▶ Requirements
Put the lines of the material below, from its first line through the line containing "M230 483L237 467L238" inclusive, into a numbered list, leaving out any blank lines.

============================================================

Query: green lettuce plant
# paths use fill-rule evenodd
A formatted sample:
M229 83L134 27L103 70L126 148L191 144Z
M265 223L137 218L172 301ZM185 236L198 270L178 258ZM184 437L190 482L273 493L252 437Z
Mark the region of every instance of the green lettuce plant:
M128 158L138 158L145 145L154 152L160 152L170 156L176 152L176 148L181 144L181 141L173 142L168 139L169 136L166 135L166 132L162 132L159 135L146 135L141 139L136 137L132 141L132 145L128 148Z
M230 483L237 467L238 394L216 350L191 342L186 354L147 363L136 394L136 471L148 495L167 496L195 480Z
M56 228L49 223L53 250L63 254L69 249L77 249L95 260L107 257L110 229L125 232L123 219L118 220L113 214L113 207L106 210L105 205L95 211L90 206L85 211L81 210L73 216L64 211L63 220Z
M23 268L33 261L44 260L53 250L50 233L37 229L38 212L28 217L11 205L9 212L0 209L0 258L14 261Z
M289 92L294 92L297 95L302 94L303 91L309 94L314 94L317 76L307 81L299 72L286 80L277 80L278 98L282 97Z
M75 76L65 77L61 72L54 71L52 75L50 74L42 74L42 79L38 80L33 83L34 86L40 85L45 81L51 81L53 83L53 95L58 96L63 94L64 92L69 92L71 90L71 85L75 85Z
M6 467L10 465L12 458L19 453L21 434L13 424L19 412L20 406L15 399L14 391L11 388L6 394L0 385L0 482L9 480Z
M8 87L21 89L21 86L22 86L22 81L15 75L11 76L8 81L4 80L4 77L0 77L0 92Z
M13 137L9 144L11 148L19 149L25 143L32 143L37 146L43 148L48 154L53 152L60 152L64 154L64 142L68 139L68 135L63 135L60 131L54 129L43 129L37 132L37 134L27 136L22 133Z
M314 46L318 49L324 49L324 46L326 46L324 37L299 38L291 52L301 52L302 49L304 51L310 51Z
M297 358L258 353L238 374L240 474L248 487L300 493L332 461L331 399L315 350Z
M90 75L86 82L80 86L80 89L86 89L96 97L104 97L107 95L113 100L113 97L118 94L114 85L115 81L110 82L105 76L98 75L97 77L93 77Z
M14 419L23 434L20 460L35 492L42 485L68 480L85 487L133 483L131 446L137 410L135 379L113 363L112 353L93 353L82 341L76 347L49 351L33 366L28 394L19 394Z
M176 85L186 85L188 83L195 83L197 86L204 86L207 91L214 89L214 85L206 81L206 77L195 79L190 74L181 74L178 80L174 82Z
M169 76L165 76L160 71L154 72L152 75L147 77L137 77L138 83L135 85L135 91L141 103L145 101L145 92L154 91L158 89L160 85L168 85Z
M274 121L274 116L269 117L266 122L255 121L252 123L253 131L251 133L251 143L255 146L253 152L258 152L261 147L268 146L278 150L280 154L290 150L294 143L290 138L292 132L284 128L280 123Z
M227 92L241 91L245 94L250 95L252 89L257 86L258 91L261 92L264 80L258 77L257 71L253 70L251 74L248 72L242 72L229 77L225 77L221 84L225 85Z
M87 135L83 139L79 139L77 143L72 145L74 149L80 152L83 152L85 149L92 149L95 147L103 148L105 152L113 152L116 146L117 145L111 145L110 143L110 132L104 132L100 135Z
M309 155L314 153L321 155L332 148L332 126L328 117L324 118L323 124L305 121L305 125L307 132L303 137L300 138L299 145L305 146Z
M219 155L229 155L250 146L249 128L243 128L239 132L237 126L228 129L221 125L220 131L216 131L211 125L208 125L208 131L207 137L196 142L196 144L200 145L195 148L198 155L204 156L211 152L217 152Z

============================================================

▶ Problem solution
1. Query: green lettuce plant
2. # paths use fill-rule evenodd
3. A formatted sample:
4. M229 83L134 27L103 70L126 148L191 144Z
5. M265 223L137 218L172 301ZM185 236L198 270L178 258ZM184 437L190 482L273 493L252 437Z
6. Mark the region of every instance of the green lettuce plant:
7. M128 158L138 158L145 145L154 152L160 152L170 156L176 152L176 148L181 144L181 141L173 142L168 139L169 136L166 135L166 132L162 132L159 135L146 135L141 139L136 137L132 141L132 145L128 148Z
8. M230 483L237 467L238 394L216 350L191 342L186 354L147 363L136 394L136 471L148 495L167 496L195 480Z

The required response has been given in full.